## WRITTEN PROBLEM
All entries must be extracted exactly, with nothing added or dropped.

[A block of data]
___
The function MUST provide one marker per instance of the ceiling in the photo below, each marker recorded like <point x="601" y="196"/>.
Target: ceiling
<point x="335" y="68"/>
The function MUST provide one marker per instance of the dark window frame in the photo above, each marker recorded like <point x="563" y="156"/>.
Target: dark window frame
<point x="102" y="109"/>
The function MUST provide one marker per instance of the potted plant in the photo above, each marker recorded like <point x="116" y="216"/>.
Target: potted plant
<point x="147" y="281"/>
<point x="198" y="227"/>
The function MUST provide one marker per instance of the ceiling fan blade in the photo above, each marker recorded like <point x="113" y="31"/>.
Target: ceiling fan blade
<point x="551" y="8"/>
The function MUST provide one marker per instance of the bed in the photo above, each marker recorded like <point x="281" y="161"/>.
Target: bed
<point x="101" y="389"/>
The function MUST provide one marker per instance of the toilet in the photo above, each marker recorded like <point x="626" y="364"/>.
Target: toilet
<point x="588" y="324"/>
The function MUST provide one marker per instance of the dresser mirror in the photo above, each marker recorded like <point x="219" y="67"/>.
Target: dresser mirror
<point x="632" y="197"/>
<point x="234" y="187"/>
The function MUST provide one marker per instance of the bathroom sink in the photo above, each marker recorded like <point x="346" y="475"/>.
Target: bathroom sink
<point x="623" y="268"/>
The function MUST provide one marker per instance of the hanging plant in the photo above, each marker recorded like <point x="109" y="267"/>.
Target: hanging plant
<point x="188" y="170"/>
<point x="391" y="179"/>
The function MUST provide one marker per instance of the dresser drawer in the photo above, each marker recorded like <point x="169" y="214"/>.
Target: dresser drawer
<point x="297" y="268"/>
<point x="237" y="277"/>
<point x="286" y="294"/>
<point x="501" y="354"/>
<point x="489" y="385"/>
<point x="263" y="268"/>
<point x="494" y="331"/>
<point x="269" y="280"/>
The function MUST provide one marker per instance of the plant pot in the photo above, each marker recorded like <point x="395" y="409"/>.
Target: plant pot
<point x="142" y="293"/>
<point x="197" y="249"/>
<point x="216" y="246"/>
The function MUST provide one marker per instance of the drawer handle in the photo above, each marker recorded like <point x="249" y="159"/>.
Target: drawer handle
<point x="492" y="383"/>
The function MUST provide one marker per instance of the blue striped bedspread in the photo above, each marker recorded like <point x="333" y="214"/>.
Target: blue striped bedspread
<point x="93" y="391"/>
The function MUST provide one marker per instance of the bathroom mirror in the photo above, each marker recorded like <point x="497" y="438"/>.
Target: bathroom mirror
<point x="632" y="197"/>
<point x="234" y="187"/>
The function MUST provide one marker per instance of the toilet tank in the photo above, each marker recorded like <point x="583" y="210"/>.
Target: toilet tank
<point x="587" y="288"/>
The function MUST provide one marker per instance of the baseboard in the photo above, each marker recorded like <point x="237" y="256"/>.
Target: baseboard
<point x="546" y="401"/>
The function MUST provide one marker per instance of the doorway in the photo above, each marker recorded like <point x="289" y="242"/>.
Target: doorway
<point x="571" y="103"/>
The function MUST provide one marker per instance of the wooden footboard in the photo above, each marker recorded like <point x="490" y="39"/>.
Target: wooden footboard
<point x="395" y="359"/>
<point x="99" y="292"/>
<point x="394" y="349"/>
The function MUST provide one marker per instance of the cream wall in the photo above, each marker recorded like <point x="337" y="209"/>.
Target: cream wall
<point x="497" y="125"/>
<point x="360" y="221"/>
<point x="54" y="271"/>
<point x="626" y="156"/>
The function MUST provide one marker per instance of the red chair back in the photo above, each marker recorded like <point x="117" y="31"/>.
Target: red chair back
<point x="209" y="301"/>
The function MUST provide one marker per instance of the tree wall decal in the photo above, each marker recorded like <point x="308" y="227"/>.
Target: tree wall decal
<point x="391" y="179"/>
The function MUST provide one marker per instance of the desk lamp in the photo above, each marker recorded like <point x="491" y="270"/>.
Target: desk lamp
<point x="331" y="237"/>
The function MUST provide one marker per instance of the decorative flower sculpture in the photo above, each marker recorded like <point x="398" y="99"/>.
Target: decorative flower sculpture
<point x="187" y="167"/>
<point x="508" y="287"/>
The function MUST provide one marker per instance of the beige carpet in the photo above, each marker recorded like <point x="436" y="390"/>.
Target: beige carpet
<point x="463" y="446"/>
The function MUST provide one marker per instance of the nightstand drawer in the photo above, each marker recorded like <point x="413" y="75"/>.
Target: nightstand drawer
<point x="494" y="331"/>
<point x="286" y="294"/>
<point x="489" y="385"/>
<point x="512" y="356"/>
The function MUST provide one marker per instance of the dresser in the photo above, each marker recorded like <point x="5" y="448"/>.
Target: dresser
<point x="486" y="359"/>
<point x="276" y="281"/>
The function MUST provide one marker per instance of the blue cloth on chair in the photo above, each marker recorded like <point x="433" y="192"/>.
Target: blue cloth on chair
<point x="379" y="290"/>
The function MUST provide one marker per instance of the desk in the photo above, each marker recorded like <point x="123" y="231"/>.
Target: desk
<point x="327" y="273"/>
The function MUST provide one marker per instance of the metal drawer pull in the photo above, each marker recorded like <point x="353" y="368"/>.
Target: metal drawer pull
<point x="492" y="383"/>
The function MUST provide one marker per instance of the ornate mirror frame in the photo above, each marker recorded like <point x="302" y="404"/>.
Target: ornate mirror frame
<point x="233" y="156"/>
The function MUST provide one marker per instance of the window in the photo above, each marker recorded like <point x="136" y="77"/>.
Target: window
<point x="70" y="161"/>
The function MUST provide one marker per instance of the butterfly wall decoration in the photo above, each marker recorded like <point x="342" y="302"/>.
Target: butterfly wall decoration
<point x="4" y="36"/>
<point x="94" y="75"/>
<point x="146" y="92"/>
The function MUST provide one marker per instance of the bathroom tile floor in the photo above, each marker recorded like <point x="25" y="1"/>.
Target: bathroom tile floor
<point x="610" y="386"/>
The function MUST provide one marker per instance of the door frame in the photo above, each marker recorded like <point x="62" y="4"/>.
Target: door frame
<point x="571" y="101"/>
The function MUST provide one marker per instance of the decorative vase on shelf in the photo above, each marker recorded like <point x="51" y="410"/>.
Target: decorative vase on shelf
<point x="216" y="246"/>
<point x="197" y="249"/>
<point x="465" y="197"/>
___
## RESULT OF THIS TASK
The function MUST provide one marker per instance of the ceiling in the photo below, each marker recorded like <point x="601" y="196"/>.
Target: ceiling
<point x="335" y="68"/>
The function MUST provide one marker per instance of the dark window frame in the photo above, each marker recorded like <point x="563" y="156"/>.
Target: dark window frame
<point x="102" y="109"/>
The function MUST provide one marker per instance of the potted plant in the photo above, each marker recorded like <point x="116" y="216"/>.
Target: potted plant
<point x="147" y="281"/>
<point x="198" y="227"/>
The function MUST provide one marker per instance of the ceiling fan blade in the photo above, each marker recorded like <point x="113" y="31"/>.
Target: ceiling fan blade
<point x="551" y="8"/>
The function MUST provide one marker per instance of the bed in the photo above, each marker recorded like <point x="281" y="161"/>.
Target: bed
<point x="101" y="389"/>
The function MUST provide one marker per instance of the toilet in the photo above, each marker recorded like <point x="626" y="364"/>.
Target: toilet
<point x="588" y="324"/>
The function MUST provide one marker per instance of the dresser mirror in the photo above, each marker recorded like <point x="219" y="67"/>.
Target: dresser mirror
<point x="632" y="197"/>
<point x="234" y="187"/>
The function MUST provide one marker per instance of the bathroom sink in the photo above, each marker recorded like <point x="346" y="475"/>.
Target: bathroom sink
<point x="623" y="268"/>
The function MUST provide one marker per instance of the hanging plant in the photo above, each marker recorded like <point x="109" y="267"/>.
Target: hanging plant
<point x="188" y="170"/>
<point x="391" y="179"/>
The function MUST provide one marker per instance of the dresser drawer in the photo above, each marker recorded like <point x="169" y="214"/>.
Target: dresser drawer
<point x="297" y="268"/>
<point x="237" y="277"/>
<point x="286" y="294"/>
<point x="501" y="354"/>
<point x="489" y="385"/>
<point x="263" y="268"/>
<point x="494" y="331"/>
<point x="269" y="280"/>
The function MUST provide one marker per instance of the plant pot in the photo above, each marker recorded like <point x="395" y="409"/>.
Target: plant pot
<point x="142" y="293"/>
<point x="197" y="249"/>
<point x="216" y="246"/>
The function MUST provide one marker per instance of the drawer handle in the photo above, each marker recorded like <point x="249" y="159"/>.
Target: drawer handle
<point x="492" y="383"/>
The function MUST provide one marker per instance of the blue striped bedspread in the photo above, each marker recorded like <point x="333" y="214"/>.
Target: blue striped bedspread
<point x="93" y="391"/>
The function MUST provide one marker per instance of the bathroom mirror in the photo above, each marker recorded like <point x="497" y="438"/>.
Target: bathroom mirror
<point x="632" y="197"/>
<point x="234" y="187"/>
The function MUST provide one marker per instance of the toilet tank in the photo above, each marker recorded like <point x="583" y="210"/>.
Target: toilet tank
<point x="587" y="288"/>
The function MUST provide one marker per instance of the baseboard in the photo above, each marker recorded like <point x="237" y="256"/>.
Target: baseboard
<point x="546" y="401"/>
The function MUST provide one marker per instance of the doorway in the photo above, each marker recorded like <point x="289" y="242"/>.
Target: doorway
<point x="571" y="103"/>
The function MUST provide one marker per instance of the wooden footboard in the photo above, each marker recorded like <point x="490" y="39"/>.
Target: wooden footboard
<point x="395" y="359"/>
<point x="99" y="292"/>
<point x="394" y="349"/>
The function MUST provide one marker per instance of the cream wall in the photo above, each marker recorded like <point x="337" y="209"/>.
Target: cream wall
<point x="497" y="125"/>
<point x="360" y="221"/>
<point x="54" y="271"/>
<point x="626" y="156"/>
The function MUST provide one marker per instance of the red chair back in the photo above, each marker recorded like <point x="117" y="31"/>.
Target: red chair back
<point x="209" y="301"/>
The function MUST provide one marker per instance of the tree wall decal in the photo above, each marker recorded like <point x="308" y="227"/>.
Target: tree wall decal
<point x="391" y="179"/>
The function MUST provide one marker per instance of the desk lamp in the photo above, each marker recorded like <point x="491" y="270"/>.
Target: desk lamp
<point x="331" y="237"/>
The function MUST provide one marker per instance of the decorative flower sculpture in the photo above, each marker recorded like <point x="398" y="99"/>.
Target: decorative flower sculpture
<point x="187" y="167"/>
<point x="508" y="287"/>
The function MUST provide one marker per instance of the beige carpet in the photo above, each marker recorded like <point x="436" y="390"/>.
Target: beige carpet
<point x="463" y="446"/>
The function MUST provide one marker per instance of the nightstand drawer in the photo above, each marker recorded like <point x="413" y="75"/>.
Target: nightstand drawer
<point x="494" y="331"/>
<point x="286" y="294"/>
<point x="489" y="385"/>
<point x="512" y="356"/>
The function MUST provide one marker per instance of the dresser in the photo above, each marker recorded like <point x="5" y="448"/>.
Target: dresser
<point x="486" y="359"/>
<point x="276" y="281"/>
The function MUST provide one marker per instance of the blue cloth on chair in the photo above, each marker recorded like <point x="433" y="192"/>.
Target: blue cloth on chair
<point x="379" y="290"/>
The function MUST provide one marker per instance of the desk in the photo above, each marker recorded like <point x="123" y="231"/>.
Target: desk
<point x="327" y="273"/>
The function MUST provide one marker per instance of the metal drawer pull in the photo above, each marker recorded like <point x="353" y="368"/>.
Target: metal drawer pull
<point x="492" y="383"/>
The function MUST provide one marker per instance of the ornate mirror frame in the photo above, each marker recorded like <point x="302" y="404"/>.
Target: ornate mirror frame
<point x="233" y="156"/>
The function MUST provide one marker per instance of the window in the photo above, each marker recorded like <point x="136" y="77"/>.
Target: window
<point x="70" y="161"/>
The function MUST provide one marker per instance of the butterfly wall decoration in the photo above, each marker recorded like <point x="342" y="302"/>.
Target: butterfly wall decoration
<point x="4" y="36"/>
<point x="94" y="75"/>
<point x="146" y="92"/>
The function MUST provide one marker per instance of the bathroom tile floor in the photo above, each marker recorded like <point x="25" y="1"/>.
Target: bathroom tile floor
<point x="610" y="386"/>
The function MUST provide one marker per instance of the door frame in the photo above, each marker recorded like <point x="62" y="4"/>.
Target: door frame
<point x="571" y="101"/>
The function MUST provide one marker per instance of the decorative vase on shelf in the photo above, each marker recorded like <point x="51" y="410"/>.
Target: decorative vase on shelf
<point x="216" y="246"/>
<point x="197" y="249"/>
<point x="465" y="197"/>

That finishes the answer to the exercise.